### [What this task involves]
Reproduce the lines of the data from the line containing "Task: spot one point per instance of the white football" to the line containing "(1091, 676)", including both of those lines, with no changes.

--- begin Excerpted records ---

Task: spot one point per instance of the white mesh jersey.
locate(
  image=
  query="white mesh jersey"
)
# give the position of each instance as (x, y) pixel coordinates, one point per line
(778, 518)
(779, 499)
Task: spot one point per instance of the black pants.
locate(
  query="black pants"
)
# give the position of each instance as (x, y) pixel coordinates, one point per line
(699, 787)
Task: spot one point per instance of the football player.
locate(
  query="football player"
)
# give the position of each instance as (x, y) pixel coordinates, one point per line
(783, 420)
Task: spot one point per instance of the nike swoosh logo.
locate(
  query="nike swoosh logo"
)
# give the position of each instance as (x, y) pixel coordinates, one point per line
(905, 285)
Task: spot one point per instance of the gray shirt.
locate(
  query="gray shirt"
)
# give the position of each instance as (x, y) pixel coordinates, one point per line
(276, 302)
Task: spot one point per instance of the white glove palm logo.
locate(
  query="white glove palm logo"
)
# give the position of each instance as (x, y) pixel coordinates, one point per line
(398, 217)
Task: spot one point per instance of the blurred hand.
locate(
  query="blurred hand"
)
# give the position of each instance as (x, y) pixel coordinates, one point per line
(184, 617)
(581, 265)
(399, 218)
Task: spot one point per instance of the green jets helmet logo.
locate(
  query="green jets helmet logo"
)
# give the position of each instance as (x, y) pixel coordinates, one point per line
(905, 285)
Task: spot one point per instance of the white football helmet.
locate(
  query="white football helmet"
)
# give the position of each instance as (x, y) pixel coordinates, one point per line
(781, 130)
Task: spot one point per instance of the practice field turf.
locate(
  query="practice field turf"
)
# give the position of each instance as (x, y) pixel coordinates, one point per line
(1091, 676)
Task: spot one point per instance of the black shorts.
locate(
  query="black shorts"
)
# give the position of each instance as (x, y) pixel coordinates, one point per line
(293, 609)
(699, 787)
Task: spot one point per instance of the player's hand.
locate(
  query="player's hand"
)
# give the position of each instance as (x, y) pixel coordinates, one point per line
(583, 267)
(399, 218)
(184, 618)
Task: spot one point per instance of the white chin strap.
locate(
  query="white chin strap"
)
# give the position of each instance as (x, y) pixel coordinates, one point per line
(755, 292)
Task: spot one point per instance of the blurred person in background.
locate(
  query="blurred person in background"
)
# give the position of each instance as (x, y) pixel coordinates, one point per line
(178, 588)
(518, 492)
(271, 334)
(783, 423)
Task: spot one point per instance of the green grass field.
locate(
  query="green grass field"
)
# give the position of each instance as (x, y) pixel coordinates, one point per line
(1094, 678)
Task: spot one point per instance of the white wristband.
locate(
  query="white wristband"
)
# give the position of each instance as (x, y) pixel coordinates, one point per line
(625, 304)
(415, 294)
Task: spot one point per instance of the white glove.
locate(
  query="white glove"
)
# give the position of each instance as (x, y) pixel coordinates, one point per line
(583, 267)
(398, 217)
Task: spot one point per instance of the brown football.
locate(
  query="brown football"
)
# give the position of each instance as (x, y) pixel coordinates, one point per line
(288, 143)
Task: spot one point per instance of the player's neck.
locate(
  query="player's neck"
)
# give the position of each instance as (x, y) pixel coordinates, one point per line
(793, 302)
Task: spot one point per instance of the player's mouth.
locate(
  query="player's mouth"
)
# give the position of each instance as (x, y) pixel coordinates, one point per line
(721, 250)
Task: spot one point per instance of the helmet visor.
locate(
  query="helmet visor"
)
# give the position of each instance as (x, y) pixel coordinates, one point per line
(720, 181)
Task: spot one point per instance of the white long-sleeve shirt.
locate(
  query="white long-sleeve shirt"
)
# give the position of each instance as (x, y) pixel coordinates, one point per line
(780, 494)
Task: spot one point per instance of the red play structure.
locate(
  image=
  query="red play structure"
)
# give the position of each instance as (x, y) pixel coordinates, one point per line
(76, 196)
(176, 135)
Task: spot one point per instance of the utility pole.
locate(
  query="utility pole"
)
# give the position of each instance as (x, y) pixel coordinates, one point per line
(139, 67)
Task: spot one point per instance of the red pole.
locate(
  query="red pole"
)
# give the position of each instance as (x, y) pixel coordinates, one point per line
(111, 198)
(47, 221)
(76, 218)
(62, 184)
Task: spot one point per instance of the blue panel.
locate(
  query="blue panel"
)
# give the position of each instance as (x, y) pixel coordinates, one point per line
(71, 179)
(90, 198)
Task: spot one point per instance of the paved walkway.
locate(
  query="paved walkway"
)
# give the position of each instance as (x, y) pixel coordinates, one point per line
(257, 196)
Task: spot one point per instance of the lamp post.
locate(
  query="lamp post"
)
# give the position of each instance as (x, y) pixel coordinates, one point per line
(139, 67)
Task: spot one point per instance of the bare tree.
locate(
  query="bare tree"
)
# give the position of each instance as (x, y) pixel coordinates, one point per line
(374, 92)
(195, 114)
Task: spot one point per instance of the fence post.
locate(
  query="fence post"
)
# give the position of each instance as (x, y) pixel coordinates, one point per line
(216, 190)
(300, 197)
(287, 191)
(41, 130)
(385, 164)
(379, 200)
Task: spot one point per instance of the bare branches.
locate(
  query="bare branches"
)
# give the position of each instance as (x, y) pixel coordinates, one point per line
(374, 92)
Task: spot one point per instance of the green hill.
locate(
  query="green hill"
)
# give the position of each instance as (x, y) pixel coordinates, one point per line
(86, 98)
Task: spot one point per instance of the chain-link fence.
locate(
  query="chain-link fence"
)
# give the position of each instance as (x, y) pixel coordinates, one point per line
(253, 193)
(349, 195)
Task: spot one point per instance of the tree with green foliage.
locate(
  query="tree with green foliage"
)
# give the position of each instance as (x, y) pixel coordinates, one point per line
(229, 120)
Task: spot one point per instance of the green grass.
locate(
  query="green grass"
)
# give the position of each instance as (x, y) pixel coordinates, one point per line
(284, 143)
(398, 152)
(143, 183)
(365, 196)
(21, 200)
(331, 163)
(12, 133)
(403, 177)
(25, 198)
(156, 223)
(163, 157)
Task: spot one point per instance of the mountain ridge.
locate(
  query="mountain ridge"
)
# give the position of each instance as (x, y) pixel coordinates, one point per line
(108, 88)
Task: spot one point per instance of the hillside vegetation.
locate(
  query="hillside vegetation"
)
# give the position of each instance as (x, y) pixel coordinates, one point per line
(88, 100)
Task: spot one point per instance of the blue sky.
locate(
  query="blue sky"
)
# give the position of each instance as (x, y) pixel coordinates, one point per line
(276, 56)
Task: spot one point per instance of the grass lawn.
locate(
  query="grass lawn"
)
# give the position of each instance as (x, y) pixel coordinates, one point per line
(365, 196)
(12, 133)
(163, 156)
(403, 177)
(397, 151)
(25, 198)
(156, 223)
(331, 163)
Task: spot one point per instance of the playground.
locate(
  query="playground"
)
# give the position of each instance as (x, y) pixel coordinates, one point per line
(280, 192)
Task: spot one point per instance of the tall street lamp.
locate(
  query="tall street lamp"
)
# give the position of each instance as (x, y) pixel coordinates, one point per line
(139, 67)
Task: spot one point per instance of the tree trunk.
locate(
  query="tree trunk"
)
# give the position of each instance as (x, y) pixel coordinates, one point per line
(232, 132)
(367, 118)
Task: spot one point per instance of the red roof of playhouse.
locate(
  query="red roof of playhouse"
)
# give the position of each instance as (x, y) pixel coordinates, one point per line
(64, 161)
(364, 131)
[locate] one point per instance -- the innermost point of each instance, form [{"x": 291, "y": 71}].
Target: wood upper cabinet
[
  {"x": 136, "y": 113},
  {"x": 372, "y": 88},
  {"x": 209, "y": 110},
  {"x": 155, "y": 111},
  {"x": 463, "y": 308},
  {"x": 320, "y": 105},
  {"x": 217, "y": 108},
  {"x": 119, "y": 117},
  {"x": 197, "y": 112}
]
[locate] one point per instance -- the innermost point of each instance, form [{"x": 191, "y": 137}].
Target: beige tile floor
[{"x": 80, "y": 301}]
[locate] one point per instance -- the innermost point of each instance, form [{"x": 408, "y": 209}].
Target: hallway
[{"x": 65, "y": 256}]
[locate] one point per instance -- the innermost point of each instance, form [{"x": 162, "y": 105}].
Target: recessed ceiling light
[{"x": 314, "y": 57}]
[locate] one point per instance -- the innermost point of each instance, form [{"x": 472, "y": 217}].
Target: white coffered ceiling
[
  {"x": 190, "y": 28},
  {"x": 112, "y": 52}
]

--- end Excerpted records ---

### [Reply to the task]
Task: spot one point per instance of the white football helmet.
locate(
  query="white football helmet"
)
# give the position of each instance as (x, y) pixel coordinates, one point per line
(781, 130)
Task: spot one point per instance of the practice field turf.
locate(
  query="practice field turf"
)
# give the position of each instance as (x, y) pixel coordinates, one point per line
(1091, 676)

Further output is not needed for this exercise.